__INPUT FOR THIS TASK__:
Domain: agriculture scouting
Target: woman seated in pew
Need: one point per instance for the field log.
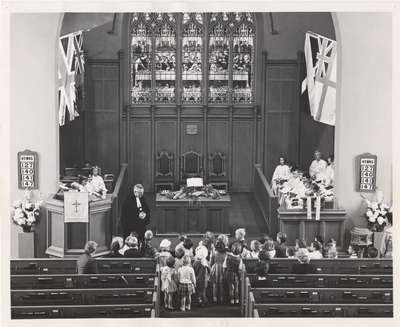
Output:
(86, 264)
(304, 266)
(280, 246)
(133, 248)
(315, 250)
(147, 250)
(116, 244)
(262, 267)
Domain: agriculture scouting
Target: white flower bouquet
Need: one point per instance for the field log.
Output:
(377, 214)
(25, 213)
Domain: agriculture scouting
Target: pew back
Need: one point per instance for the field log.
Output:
(321, 280)
(322, 310)
(69, 281)
(68, 266)
(328, 266)
(321, 295)
(83, 311)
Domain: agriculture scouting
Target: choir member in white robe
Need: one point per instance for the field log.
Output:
(318, 166)
(97, 183)
(329, 174)
(282, 172)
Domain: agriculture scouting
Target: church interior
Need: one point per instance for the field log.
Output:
(205, 117)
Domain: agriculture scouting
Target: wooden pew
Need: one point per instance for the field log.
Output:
(68, 266)
(123, 265)
(82, 296)
(42, 266)
(321, 295)
(329, 266)
(84, 311)
(321, 280)
(322, 310)
(21, 282)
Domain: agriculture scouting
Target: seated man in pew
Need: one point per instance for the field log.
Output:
(304, 266)
(86, 264)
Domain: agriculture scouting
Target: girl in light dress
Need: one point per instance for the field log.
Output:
(164, 253)
(217, 275)
(233, 266)
(202, 272)
(255, 246)
(169, 282)
(187, 283)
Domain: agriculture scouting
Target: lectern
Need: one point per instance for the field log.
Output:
(68, 239)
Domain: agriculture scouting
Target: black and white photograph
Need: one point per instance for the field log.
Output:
(199, 160)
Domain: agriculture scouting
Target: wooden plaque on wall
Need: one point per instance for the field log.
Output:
(28, 169)
(366, 172)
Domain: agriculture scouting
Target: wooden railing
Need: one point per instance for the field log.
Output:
(119, 195)
(266, 200)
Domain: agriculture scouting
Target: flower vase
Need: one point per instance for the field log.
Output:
(26, 228)
(378, 239)
(26, 245)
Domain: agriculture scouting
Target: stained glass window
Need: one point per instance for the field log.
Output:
(165, 58)
(218, 58)
(192, 59)
(227, 40)
(243, 58)
(140, 61)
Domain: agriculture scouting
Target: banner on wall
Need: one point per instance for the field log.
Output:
(320, 82)
(70, 64)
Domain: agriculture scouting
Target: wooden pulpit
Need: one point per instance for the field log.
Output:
(68, 238)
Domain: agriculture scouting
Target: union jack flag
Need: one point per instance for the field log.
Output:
(70, 64)
(320, 55)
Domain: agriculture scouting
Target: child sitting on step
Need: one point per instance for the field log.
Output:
(187, 283)
(168, 282)
(233, 266)
(164, 252)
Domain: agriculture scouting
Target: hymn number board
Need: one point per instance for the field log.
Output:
(27, 170)
(366, 164)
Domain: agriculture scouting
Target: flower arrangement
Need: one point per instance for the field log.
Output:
(377, 213)
(25, 213)
(294, 191)
(194, 194)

__DESCRIPTION OF THE TASK__: Search the data for the string "wooden" and say how many lines include it, giving only the number.

__THE ANSWER__: 4